--- Page excerpt Enclosed Below ---

Staff offered therapy to manage work pressure

Staff offered therapy to manage work pressure

An alternative provision multi-academy trust has extended student therapeutic services to staff to help them to manage the challenges and pressures of their work.

Speaking at the WomenEd unconference event in London on Saturday, Sarah Hardy (pictured), executive head of the TBAP Teaching School Alliance, explained how the programme, which began in September, benefits staff.

“If we are healthy and emotionally resilient then that’s the best thing for helping our children, because we are modelling that behaviour ourselves and can pass on those skills,” she said.

Before September the TBAP multi-academy trust, established in 2013 to deliver alternative provision education in west London, bought therapeutic services for its students from external organisations, such as the local authority’s child and mental health services.

But it decided to bring specialists into its team from last September.

“They are co-located within our schools, they are part of our staff team and are involved our training and CPD,” she said.

This integration allowed support services to be extended to staff through a “staff supervision programme”, to help them to manage challenging situations with students.

“At the moment the programme is quite leadership-led, it’s delivered where the head of school or executive head has identified something that needs a supportive response,” Hardy said.

If we are healthy and emotionally resilient then that’s the best thing for helping our children

She added that bringing the services in-house had given the specialists a clearer understanding of the demands of the alternative provision sector.

Support is available for a variety of situations, including domestic violence in a staff member’s personal life or a traumatic child protection issue at school.

Hardy explained how her own experiences of growing up with an alcoholic mother made her appreciate the importance of providing staff with space to reflect how their work might affect their mental health and wellbeing.

“It took me a long time to get to a point where I acknowledged that being brought up by an addict actually created a lot of difficulties in my emotional responses.”

--- End of Enclosed Page excerpt ---
--- Supplied entries Enclosed Below ---

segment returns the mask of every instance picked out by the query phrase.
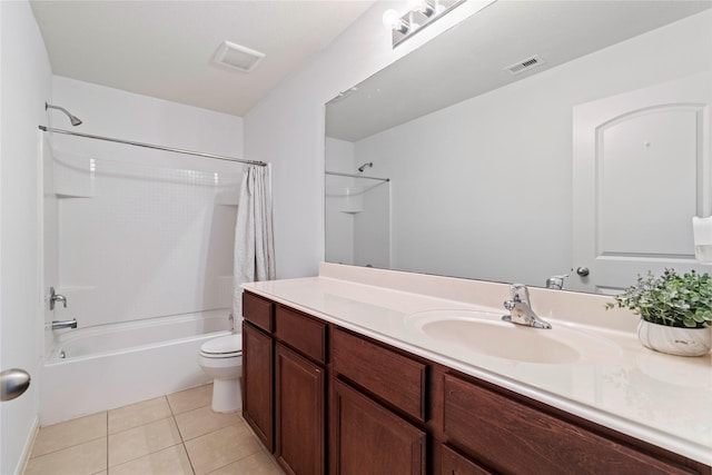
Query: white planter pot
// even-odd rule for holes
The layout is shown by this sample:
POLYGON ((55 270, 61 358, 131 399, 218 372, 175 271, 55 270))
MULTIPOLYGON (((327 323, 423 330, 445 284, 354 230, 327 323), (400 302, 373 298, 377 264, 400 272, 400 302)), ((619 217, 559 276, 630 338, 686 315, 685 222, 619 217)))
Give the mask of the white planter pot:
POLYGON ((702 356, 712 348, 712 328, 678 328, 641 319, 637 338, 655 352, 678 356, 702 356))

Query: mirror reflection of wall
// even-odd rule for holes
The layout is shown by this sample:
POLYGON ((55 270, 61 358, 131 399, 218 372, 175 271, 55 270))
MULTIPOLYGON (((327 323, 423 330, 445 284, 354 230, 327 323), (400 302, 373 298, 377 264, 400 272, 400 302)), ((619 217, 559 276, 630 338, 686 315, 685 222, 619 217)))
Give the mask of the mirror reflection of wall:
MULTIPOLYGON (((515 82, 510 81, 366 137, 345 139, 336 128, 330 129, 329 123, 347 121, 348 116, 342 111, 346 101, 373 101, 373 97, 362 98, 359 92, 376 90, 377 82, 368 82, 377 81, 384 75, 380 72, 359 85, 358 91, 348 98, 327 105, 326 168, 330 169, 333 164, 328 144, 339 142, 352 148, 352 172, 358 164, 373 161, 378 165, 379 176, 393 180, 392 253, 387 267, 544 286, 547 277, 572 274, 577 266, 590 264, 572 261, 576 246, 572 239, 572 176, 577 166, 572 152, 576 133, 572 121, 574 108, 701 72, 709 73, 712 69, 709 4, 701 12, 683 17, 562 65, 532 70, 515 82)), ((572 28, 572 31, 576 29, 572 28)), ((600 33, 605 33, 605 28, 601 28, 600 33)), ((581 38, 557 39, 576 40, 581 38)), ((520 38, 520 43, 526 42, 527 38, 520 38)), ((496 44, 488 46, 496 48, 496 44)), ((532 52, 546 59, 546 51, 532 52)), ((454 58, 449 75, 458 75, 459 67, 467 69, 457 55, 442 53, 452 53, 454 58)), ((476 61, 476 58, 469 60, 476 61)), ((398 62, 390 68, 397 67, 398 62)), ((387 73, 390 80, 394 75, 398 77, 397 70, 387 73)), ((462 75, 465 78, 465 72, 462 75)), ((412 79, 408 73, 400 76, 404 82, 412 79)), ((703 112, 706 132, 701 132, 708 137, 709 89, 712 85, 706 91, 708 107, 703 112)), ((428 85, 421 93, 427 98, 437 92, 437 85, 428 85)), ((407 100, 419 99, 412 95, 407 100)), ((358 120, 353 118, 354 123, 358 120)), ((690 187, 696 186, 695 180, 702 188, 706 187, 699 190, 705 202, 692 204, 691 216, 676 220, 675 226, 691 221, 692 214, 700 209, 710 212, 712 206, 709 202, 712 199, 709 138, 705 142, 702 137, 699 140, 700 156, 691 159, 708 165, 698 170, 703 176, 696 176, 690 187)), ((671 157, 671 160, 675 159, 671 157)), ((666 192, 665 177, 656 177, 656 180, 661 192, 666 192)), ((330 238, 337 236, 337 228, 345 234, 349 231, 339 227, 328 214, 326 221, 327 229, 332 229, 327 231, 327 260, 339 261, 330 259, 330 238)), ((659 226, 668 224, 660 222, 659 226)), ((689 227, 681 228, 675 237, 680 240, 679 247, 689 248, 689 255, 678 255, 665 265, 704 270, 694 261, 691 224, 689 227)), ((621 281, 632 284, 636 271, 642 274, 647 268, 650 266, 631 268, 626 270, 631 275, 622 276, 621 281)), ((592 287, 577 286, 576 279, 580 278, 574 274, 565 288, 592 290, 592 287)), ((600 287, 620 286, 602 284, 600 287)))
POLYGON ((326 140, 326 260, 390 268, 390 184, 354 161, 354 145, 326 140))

--- End of Enclosed Supplied entries ---

Problems to work on:
[A] Answer these questions about the staff therapy article:
(i) In what month did the staff programme begin?
(ii) At what event did Sarah Hardy speak?
(iii) In what year was the TBAP multi-academy trust established?
[B] Can you reproduce the staff therapy article word for word from "An alternative provision" to "of their work."?

Results for each task:
[A]
(i) September
(ii) The WomenEd unconference event in London
(iii) 2013

[B]
An alternative provision multi-academy trust has extended student therapeutic services to staff to help them to manage the challenges and pressures of their work.